* EXERCISE GOAL
Report every line in the entries below that contains the string "white", copying each such line in full. Case counts.

(Position identification records)
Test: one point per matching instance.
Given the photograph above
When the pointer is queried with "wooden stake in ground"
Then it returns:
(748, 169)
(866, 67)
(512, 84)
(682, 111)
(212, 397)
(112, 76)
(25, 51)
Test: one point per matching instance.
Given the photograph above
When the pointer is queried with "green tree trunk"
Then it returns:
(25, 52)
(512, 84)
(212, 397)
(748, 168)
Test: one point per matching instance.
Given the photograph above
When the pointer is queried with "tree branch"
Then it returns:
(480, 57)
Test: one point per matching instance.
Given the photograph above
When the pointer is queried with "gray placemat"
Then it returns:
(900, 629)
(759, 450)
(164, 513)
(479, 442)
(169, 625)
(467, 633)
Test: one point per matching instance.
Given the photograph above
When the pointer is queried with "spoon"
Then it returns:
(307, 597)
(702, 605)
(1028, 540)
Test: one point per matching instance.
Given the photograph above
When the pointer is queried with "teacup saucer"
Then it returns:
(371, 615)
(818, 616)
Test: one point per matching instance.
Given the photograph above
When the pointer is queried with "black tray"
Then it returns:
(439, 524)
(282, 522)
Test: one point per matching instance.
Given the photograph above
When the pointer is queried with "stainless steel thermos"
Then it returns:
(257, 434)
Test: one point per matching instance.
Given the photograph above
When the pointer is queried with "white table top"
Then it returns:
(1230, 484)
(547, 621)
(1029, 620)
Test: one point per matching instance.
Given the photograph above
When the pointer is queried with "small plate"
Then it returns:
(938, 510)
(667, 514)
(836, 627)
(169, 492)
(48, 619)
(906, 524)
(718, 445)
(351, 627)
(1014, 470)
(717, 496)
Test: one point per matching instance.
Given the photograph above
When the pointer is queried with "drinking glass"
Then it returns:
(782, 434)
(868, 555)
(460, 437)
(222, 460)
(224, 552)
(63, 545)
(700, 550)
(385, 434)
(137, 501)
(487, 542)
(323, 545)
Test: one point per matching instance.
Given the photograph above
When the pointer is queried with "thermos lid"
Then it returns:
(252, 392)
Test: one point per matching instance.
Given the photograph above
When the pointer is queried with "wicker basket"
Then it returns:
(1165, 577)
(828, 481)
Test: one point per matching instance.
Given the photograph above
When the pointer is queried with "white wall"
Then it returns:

* EXERCISE ANSWER
When the pointer is queried with "white table top"
When the pointer is queried with "white wall"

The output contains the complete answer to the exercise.